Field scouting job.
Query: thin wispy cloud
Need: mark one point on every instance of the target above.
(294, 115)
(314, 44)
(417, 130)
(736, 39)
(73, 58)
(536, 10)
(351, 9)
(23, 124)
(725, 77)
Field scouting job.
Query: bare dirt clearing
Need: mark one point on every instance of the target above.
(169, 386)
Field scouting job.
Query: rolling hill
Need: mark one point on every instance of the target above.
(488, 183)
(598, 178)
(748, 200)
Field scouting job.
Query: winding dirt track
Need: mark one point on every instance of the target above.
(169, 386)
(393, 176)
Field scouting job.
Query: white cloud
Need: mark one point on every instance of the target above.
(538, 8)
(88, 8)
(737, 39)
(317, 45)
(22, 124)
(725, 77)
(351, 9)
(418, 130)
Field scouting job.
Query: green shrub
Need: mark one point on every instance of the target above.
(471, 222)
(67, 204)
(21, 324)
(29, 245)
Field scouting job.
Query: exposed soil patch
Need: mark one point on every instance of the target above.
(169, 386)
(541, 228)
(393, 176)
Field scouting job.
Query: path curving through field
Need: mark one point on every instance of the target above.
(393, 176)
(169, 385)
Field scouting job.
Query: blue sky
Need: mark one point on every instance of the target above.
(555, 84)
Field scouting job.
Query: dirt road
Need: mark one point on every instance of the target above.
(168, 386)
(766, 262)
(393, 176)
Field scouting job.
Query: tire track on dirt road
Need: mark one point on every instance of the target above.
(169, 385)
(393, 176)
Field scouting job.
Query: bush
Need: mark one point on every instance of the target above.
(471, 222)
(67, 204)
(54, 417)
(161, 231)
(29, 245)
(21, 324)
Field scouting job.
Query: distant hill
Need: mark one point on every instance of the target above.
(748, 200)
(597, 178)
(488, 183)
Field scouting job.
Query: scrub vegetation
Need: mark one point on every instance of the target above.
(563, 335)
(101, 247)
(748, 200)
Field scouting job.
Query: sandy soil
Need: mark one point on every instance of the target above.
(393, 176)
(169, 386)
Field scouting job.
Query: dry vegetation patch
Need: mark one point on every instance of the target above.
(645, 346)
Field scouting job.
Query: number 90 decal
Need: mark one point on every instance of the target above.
--
Send back all of the entries exactly, with nothing missing.

Field scouting job.
Query: thin wispy cloud
Need: mark one point on every instance of the target above.
(294, 115)
(314, 44)
(417, 130)
(736, 39)
(73, 58)
(536, 10)
(351, 9)
(23, 124)
(725, 77)
Field scouting job.
Query: bare dirt clearing
Need: mark one point on every instance of the target above.
(169, 386)
Field scouting job.
Query: rolling hill
Need: mark one point on every instance of the target above.
(488, 183)
(598, 178)
(748, 200)
Field scouting job.
Query: winding dirt track
Need: mark one point on every instance of the target above.
(169, 386)
(393, 176)
Field scouting job.
Query: white cloud
Need: mark one point on every instance of the target above.
(538, 8)
(88, 8)
(737, 39)
(317, 45)
(22, 124)
(725, 77)
(351, 9)
(418, 130)
Field scouting job.
Query: green shrub
Need: mark one point on every instance of the target above.
(471, 222)
(67, 204)
(21, 324)
(29, 245)
Field scouting job.
Query: exposed soil patch
Need: mark one point on every instance of the target above.
(169, 386)
(541, 228)
(393, 176)
Field scouting job.
Query: path curving through field
Need: mark one point on every instance of the target above.
(393, 176)
(169, 385)
Field scouting job.
Query: blue sky
Need: mark one point on every instance of the target above.
(555, 84)
Field scouting job.
Query: dirt road
Need: mark one point on every instance of the target above.
(168, 386)
(766, 262)
(393, 176)
Field scouting job.
Query: tire track on dirt road
Need: mark one point on every instance of the target above.
(169, 385)
(393, 176)
Field scouting job.
Query: bush
Need: mark one point on every instance of the target above.
(471, 222)
(67, 204)
(54, 417)
(161, 231)
(29, 245)
(21, 324)
Field scouting job.
Query: distant hill
Need: mark one point on every instance of the target above.
(748, 200)
(597, 178)
(488, 183)
Field scouting job.
Query: scrub vegetation
Need: mark one point on every instance of the target above.
(563, 335)
(101, 247)
(748, 200)
Field scouting job.
Query: sandy soil
Need: mark one point on every instance of the target above.
(393, 176)
(169, 386)
Field scouting job.
Query: dry vegetation patch
Need: mark one point on every instance of the target above.
(645, 346)
Field scouting job.
Query: number 90 decal
Need: mark one point on every instance of the target above.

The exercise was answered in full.